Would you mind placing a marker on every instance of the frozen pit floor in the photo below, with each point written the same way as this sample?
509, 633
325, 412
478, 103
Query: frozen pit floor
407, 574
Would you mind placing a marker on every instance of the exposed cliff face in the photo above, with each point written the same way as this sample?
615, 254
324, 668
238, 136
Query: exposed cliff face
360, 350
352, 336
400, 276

--- PROBLEM DETAILS ---
Copy exactly the lines of the listing above, beginning at the line with "of the exposed" and ending at its final line; write out nothing else.

--- ANSWER TO THIS PROBLEM ---
Would you mind placing a marker on every instance of the exposed cliff face in the photo above, with each point written the same way as this sample?
615, 254
324, 668
238, 136
Query: exposed cliff face
360, 350
352, 336
400, 276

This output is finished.